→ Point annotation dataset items
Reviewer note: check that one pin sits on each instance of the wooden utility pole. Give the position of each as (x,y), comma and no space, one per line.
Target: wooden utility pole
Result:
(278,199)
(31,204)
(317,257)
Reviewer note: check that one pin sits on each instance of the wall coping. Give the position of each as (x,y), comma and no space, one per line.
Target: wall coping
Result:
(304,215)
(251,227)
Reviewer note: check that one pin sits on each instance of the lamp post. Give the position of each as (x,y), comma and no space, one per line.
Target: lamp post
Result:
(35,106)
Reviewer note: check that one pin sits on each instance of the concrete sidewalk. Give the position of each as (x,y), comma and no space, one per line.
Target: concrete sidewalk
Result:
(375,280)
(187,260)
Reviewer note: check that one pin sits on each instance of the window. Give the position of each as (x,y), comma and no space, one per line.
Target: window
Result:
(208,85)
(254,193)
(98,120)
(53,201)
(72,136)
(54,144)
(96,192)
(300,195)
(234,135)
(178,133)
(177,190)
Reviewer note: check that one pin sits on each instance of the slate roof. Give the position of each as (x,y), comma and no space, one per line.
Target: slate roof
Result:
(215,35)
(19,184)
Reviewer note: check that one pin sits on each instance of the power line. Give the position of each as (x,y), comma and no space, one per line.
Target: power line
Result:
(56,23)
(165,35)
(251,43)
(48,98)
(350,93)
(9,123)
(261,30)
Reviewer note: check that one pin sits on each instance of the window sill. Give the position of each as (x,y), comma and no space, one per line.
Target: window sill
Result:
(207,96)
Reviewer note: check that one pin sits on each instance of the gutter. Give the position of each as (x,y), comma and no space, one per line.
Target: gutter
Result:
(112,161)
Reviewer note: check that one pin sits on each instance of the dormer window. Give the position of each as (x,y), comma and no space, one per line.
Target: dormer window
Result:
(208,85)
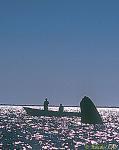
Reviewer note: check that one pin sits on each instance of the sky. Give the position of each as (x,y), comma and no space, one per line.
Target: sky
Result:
(62,50)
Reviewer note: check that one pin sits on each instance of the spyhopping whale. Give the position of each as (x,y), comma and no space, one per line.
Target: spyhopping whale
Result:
(89,113)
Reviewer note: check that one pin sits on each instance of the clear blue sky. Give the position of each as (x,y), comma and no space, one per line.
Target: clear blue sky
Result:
(62,50)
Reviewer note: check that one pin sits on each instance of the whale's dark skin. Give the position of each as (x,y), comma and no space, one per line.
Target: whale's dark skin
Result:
(89,113)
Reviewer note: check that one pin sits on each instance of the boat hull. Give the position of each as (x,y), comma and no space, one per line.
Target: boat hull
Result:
(38,112)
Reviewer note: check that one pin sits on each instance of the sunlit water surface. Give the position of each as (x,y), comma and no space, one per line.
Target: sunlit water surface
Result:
(20,131)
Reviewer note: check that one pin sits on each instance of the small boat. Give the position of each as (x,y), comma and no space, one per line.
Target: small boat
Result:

→ Given instruction
Write out every item above word for word, without the pictures.

→ Written response
Reviewer note: check that one pin sits on each instance of the wooden utility pole. Give the position of each as (x,y), comma and no space, one per line.
Target: wooden utility pole
Result:
(278,199)
(31,204)
(317,257)
Reviewer note: check that one pin sits on each instance of the wall coping. Give the position of each as (x,y), comma and no space, one per line.
Target: wall coping
Result:
(304,215)
(251,227)
Reviewer note: check that one pin sits on each instance of the lamp post. Give the position of each as (x,y), comma and no space, one per line.
Target: lamp post
Result:
(35,106)
Reviewer note: check that one pin sits on each instance of the concrete sidewalk. Give the position of each as (x,y), comma and no space, one per line.
Target: concrete sidewalk
Result:
(375,280)
(187,260)
Reviewer note: check that one pin sits on each instance of the window. Give the position of each as (x,y), comma and no space, one per line.
Target: window
Result:
(208,85)
(254,193)
(98,120)
(53,201)
(72,136)
(54,144)
(96,192)
(300,195)
(234,135)
(178,133)
(177,190)
Reviewer note: check that one pin sits on each instance of the slate roof. Give the position of each as (x,y), comma and no space, one per line.
Target: slate roof
Result:
(215,35)
(19,184)
Reviewer note: check that one pin sits on each instance of the power line. Give the position of each as (x,y), comma and no space, one per line.
Target: power line
Result:
(56,23)
(165,35)
(251,43)
(48,98)
(350,93)
(9,123)
(261,30)
Reviewer note: check that one pin sits on each instance of the window sill. Give the position of each as (x,y), comma and no space, one per line.
Target: window sill
Result:
(207,96)
Reviewer note: check that one pin sits on each instance of the gutter. Give the position of each as (x,y), comma and no space, one per line.
Target: gutter
Result:
(112,161)
Reviewer note: check that one pin sits on each instance of the dormer window. Give the position of each as (x,y), comma and no space, one per line.
Target: dormer window
Result:
(208,85)
Reviewer note: check that one pin sits on each instance of the sky. Give the position of each as (x,y), comma and no space, one per line.
Target: sky
Result:
(62,50)
Reviewer note: check that one pin sits on each instance of the spyhopping whale. Give the position of each as (x,y), comma and no space, one per line.
Target: spyhopping whale
Result:
(89,113)
Reviewer note: check that one pin sits on each instance of the clear blue sky. Give the position of each as (x,y), comma and no space, one per line.
Target: clear blue sky
Result:
(62,50)
Reviewer note: check that one pin sits on each instance of the whale's dark skin. Give the position of each as (x,y), comma and no space, one per line.
Target: whale's dark skin
Result:
(89,113)
Reviewer note: check that one pin sits on each instance of the boat hull. Give the position of each as (x,y), comma and no space, one per line.
Target: boat hull
Result:
(38,112)
Reviewer note: check that one pin sits on each instance of the sunlit water surface. Give the position of each as (x,y), comma and no space, one per line.
Target: sunlit water surface
Result:
(20,131)
Reviewer note: check that one pin sits on each instance of the small boat. Give the position of each as (x,y), comma and no space, one per line.
Target: small boat
Result:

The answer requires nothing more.